What this task involves => Can you give all the records again without altering a single character?

Data for the task =>
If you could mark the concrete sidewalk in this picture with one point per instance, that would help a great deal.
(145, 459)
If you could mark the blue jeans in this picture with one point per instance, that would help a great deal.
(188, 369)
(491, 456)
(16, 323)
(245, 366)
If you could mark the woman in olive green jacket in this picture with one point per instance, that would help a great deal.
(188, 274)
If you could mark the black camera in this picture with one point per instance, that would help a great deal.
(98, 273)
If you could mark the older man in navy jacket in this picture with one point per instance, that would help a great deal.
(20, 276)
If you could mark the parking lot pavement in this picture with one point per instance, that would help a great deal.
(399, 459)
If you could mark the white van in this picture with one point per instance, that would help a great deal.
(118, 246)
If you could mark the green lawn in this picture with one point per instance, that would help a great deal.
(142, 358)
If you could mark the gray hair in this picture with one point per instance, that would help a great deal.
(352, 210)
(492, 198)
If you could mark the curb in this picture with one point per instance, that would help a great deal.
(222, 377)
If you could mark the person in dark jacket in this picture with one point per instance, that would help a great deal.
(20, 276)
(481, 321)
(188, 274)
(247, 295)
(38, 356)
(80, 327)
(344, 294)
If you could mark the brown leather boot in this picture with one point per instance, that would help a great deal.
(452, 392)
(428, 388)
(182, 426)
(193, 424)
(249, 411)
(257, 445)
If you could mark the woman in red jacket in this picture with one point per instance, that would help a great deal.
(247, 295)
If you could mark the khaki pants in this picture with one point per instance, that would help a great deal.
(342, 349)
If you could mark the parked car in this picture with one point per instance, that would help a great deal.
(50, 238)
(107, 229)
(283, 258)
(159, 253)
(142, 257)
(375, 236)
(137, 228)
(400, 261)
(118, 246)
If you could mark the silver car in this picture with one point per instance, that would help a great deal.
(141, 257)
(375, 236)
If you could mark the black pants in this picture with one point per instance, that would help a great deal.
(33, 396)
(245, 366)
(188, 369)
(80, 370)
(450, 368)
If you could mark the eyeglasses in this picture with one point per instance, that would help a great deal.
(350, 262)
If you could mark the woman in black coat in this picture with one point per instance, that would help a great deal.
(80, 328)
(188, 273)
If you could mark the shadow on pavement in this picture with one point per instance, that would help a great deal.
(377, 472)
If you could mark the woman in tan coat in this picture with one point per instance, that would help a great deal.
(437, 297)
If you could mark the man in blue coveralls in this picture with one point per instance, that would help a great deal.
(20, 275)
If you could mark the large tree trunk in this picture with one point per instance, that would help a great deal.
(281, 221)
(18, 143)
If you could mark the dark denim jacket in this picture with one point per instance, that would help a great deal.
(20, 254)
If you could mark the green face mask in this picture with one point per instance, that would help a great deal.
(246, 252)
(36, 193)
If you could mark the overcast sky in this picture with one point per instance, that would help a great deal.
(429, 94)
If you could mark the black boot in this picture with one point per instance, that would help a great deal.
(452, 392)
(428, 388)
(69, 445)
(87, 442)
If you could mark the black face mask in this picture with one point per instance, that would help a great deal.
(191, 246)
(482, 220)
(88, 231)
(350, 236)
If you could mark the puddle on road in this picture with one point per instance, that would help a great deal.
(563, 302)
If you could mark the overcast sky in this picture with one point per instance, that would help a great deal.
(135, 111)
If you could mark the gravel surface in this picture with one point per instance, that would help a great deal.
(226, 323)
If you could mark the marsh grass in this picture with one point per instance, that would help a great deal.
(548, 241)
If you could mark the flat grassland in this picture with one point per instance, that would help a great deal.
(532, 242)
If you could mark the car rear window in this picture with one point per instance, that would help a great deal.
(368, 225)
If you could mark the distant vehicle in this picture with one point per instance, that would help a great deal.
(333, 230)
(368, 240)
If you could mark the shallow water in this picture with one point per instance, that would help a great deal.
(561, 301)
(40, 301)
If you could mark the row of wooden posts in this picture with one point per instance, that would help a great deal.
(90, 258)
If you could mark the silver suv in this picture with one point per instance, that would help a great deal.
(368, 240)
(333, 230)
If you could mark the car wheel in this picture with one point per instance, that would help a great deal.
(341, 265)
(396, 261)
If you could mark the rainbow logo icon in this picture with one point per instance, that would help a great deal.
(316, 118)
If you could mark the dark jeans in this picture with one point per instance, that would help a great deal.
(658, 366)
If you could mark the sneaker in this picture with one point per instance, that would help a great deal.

Response for this exercise =>
If you could mark the concrete sidewalk in this picture with one point per instance, that would help a great deal.
(145, 459)
If you could mark the blue jeans in this picture with one point per instance, that would help a great deal.
(188, 369)
(491, 456)
(16, 323)
(245, 366)
If you could mark the woman in olive green jacket in this picture with one point per instance, that would help a great deal.
(188, 274)
If you could mark the black camera in this picture with one point per instance, that would help a great deal.
(98, 273)
If you could mark the older man in navy jacket in this picture with one point per instance, that would help a great deal.
(20, 276)
If you could mark the parking lot pavement in this picture with one point per instance, that would help a great deal.
(399, 459)
If you could mark the white van in this picture with one point per instance, that would help a great deal.
(118, 246)
If you could mark the green lawn in this picture with one point per instance, that would help a great deal.
(142, 358)
If you could mark the gray hair in this picture with one point per instance, that would help a great deal.
(352, 210)
(492, 198)
If you could mark the curb in this picture with one point per instance, that would help a great deal.
(222, 377)
If you could mark the person in dark jacket in this picture with one point per instance, that would help a great deal.
(20, 276)
(481, 321)
(188, 274)
(247, 295)
(38, 356)
(80, 327)
(344, 294)
If you could mark the brown leather boot in this picture with one point per instance, that would help a great deal.
(452, 392)
(428, 388)
(182, 426)
(193, 424)
(249, 411)
(257, 445)
If you could mark the woman in red jacket in this picture with one point per instance, that would help a great deal.
(247, 295)
If you could mark the khaki pants in this picture with one point per instance, that would help a great deal.
(342, 349)
If you could mark the parked car in this picture with one point per instance, that would help a great deal.
(50, 238)
(107, 229)
(283, 258)
(159, 253)
(142, 257)
(375, 236)
(137, 228)
(400, 261)
(118, 246)
If you could mark the silver car in this picture with one point per instance, that would help a great deal.
(141, 257)
(375, 236)
If you could mark the black pants in this picture with one point per instance, that would help a great deal.
(33, 396)
(245, 366)
(188, 369)
(80, 370)
(450, 368)
If you could mark the eyeglasses in this picture with one point per instance, that would help a great deal.
(350, 262)
If you could mark the woman in black coat in this picture with one point per instance, that would help a great deal.
(80, 328)
(188, 273)
If you could mark the shadow on pavement in this picture with one point per instance, that would help a great deal.
(377, 472)
If you could mark the woman in tan coat in this picture with one point per instance, that would help a great deal.
(437, 297)
If you could mark the man in blue coveralls in this picture with one point per instance, that would help a great deal.
(20, 275)
If you could mark the large tree trunk in this picture with one point per instance, that would help a great deal.
(281, 221)
(18, 143)
If you could mark the dark denim jacket in this picture with one point per instance, that would help a great deal.
(20, 254)
If you could mark the green face mask in this picture with one point per instance, that would help a great deal.
(246, 252)
(36, 193)
If you could mark the overcast sky in this picture with one point per instance, that would help a great deal.
(429, 94)
If you could mark the black boot in this picture with one point per instance, that would help a great deal.
(452, 392)
(428, 388)
(69, 445)
(87, 442)
If you could mark the black face mask in this picture with one point per instance, that would help a great deal.
(191, 246)
(482, 220)
(88, 231)
(350, 236)
If you could mark the puddle on road in this picture with one point per instance, that would help a great deal.
(563, 302)
If you could mark the overcast sky in this picture with one point per instance, that would help a great deal.
(135, 111)
If you could mark the gravel surface in this picture with one point per instance, that would help a great deal.
(226, 323)
If you could mark the marsh grass in this picture with one point per instance, that would help a great deal.
(548, 241)
If you could mark the flat grassland in this picture with one point per instance, that would help a great deal.
(532, 242)
If you could mark the car rear window in this picture with one point per instance, that would help a great deal.
(368, 225)
If you could mark the distant vehicle in this picture with one point per instance, that would help a great deal.
(333, 230)
(368, 240)
If you could mark the shallow water in this picture with one point per instance, that would help a great deal.
(561, 301)
(40, 301)
If you could mark the row of wooden posts in this picture with one point per instance, that would help a great deal.
(90, 258)
If you could mark the silver suv in this picture with one point per instance, that would help a great deal.
(368, 240)
(333, 230)
If you could mark the car wheel in this picture with one point per instance, that would help a great deal.
(341, 265)
(396, 261)
If you could mark the rainbow logo icon in this picture with one point per instance, that would help a great deal.
(316, 118)
If you could mark the dark jeans in this picture with one point per instance, that would help a great deal.
(658, 366)
If you could mark the sneaker in this picture with one point per instance, that would help a great deal.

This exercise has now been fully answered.